**TRY IT:** Find the string "below" in the records. Copy each line that has it.

(Records from a data source)
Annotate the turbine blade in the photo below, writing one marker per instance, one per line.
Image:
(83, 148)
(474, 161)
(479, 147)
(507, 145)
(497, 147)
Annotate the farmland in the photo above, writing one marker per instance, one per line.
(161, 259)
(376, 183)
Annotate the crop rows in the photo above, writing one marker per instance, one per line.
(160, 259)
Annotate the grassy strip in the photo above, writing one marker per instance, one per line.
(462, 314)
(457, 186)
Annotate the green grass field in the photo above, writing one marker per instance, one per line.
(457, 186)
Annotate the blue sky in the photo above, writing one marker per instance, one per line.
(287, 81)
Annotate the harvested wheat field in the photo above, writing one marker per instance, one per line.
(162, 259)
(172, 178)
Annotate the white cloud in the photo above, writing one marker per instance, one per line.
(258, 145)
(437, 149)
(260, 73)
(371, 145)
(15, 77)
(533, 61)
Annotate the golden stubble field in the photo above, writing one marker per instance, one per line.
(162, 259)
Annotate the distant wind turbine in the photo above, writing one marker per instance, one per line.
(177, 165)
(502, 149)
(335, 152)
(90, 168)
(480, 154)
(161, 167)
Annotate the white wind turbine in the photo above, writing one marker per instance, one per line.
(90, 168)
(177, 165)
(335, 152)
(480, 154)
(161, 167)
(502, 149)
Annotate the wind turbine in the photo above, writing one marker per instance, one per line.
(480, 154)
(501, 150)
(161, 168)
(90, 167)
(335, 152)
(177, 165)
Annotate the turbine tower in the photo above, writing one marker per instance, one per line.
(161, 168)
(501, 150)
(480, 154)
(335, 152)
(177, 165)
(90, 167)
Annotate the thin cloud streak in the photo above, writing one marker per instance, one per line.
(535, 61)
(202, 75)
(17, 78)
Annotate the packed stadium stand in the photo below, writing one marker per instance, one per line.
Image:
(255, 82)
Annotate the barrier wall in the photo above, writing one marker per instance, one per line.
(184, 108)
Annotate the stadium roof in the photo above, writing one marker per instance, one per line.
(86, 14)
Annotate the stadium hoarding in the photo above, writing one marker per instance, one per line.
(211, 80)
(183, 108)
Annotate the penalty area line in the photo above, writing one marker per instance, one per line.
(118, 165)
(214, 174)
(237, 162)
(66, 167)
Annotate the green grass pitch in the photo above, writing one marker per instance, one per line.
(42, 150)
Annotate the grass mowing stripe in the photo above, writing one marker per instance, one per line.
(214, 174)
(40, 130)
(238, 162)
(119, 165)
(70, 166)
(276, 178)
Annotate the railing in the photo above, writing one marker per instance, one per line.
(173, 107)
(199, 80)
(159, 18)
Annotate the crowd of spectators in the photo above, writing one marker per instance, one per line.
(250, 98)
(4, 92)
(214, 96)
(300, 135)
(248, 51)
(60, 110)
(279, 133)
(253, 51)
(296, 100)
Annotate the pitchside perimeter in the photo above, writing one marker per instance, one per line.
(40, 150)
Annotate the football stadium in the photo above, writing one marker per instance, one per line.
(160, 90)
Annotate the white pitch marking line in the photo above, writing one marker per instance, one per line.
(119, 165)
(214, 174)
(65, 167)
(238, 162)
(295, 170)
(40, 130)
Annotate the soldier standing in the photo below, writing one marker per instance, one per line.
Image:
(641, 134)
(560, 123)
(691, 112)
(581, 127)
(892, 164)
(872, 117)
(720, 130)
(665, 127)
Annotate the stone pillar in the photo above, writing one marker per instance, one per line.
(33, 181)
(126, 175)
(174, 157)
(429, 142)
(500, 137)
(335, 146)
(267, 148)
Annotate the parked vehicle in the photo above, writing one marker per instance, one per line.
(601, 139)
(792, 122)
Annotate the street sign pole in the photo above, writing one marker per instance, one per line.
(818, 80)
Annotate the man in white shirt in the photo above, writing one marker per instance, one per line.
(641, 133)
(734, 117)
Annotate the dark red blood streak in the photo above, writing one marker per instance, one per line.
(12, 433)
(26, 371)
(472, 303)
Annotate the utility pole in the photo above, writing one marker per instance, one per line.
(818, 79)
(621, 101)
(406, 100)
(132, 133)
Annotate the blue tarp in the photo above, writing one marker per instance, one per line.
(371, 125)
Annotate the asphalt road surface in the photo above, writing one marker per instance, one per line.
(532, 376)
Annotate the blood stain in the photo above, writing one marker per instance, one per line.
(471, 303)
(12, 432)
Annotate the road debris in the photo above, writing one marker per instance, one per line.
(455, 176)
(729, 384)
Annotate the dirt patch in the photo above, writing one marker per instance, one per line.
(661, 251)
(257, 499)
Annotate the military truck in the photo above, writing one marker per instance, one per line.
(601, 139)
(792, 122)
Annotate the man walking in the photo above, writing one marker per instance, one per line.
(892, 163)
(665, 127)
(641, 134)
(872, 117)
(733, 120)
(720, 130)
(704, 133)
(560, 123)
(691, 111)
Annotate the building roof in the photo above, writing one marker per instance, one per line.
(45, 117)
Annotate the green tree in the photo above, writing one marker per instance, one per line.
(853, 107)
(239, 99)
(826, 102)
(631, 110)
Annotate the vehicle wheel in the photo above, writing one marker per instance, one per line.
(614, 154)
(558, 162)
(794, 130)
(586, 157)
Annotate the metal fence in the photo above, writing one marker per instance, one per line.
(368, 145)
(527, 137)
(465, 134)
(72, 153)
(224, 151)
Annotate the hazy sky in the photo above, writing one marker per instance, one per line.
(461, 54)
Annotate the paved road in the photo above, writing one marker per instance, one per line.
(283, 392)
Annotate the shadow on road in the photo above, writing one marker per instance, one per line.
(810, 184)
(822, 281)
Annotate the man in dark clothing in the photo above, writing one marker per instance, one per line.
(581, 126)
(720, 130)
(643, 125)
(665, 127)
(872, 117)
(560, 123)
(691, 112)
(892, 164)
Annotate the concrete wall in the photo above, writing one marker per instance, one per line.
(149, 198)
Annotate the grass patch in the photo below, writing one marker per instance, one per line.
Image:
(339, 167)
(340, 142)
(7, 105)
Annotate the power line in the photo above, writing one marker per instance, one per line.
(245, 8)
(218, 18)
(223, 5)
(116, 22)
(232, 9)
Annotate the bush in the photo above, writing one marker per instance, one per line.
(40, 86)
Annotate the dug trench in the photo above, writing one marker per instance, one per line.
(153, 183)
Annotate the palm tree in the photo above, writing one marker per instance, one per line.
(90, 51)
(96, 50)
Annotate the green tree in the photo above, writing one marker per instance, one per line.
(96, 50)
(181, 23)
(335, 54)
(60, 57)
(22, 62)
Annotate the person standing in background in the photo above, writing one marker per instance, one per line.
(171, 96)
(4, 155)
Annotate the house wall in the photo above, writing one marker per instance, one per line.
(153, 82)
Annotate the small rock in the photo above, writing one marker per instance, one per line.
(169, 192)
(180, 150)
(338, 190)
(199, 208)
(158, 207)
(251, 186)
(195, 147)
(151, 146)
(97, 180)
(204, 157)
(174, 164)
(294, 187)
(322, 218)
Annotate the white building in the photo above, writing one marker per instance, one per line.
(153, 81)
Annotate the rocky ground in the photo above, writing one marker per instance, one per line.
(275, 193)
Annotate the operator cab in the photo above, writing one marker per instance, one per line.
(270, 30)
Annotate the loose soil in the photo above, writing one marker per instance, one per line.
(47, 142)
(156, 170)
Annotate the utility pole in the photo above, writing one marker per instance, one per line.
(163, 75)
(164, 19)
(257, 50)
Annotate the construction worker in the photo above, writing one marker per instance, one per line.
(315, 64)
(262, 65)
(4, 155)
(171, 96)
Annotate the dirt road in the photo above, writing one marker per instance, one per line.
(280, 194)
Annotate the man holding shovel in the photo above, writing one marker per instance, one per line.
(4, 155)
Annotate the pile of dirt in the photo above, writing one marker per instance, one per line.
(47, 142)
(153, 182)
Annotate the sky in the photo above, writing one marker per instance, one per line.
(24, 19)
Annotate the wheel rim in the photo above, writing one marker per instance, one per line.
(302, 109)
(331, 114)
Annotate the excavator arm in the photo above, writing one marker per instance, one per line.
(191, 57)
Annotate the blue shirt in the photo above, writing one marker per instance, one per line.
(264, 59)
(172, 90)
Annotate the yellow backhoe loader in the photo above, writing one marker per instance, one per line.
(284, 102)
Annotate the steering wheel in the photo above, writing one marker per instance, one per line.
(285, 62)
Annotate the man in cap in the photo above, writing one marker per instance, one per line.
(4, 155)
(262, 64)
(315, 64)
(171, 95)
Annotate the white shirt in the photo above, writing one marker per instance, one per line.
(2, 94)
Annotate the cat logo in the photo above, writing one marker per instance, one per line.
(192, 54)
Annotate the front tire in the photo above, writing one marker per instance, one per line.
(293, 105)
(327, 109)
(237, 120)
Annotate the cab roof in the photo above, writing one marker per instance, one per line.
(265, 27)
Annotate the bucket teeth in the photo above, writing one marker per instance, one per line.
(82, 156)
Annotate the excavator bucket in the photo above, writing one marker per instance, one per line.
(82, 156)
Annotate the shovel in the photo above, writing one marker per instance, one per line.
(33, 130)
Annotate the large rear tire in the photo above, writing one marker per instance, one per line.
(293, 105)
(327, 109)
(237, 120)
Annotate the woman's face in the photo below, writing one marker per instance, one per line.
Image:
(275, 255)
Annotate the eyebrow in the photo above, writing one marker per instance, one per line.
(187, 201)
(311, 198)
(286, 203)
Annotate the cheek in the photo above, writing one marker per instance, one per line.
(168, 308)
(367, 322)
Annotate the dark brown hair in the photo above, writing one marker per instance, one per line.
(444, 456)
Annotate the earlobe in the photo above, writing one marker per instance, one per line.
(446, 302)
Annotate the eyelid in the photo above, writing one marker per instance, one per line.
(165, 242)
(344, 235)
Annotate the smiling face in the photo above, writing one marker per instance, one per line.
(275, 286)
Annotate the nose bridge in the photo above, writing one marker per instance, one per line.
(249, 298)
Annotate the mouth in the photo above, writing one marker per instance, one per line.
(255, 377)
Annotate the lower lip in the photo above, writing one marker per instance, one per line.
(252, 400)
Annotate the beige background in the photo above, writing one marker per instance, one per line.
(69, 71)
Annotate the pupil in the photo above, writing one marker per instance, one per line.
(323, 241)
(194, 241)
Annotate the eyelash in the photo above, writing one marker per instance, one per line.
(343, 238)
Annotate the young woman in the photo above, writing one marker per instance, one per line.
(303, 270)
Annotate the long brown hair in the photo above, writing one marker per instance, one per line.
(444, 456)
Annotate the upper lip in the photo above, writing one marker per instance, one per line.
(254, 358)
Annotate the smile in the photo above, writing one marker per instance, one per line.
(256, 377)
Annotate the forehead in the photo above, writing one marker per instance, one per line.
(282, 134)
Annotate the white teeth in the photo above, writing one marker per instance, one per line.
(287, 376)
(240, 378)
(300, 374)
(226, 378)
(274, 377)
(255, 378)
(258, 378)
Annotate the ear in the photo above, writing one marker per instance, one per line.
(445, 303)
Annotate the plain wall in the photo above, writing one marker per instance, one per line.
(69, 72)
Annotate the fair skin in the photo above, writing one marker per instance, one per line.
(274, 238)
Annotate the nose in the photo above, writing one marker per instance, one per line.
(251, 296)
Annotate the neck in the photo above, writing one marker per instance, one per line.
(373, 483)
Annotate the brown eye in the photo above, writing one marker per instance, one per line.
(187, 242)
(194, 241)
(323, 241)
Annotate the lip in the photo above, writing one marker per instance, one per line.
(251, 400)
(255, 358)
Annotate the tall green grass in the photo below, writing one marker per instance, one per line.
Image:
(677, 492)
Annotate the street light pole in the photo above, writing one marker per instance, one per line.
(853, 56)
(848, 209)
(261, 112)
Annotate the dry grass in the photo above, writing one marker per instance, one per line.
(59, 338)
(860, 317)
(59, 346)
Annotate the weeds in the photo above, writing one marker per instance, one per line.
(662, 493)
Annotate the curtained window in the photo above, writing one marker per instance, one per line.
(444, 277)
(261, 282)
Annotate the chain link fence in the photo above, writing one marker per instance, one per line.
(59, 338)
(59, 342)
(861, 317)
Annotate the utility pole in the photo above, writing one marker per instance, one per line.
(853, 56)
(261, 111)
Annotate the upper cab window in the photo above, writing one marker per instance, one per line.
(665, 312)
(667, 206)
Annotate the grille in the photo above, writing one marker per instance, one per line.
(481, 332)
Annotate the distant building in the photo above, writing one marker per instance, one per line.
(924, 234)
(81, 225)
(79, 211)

**YOUR RESPONSE:**
Annotate the turbine blade in the photo below, writing one marker per instance, one per line.
Annotate the packed stadium stand in the photo below, writing one marker per instance, one per line.
Annotate the soldier standing in the photo below, writing one marker per instance, one per line.
Annotate the grass patch in the photo below, writing one marker per instance, one per line.
Annotate the woman's face in the photo below, writing one marker per instance, one per line.
Annotate the tall green grass in the photo below, writing one marker per instance, one per line.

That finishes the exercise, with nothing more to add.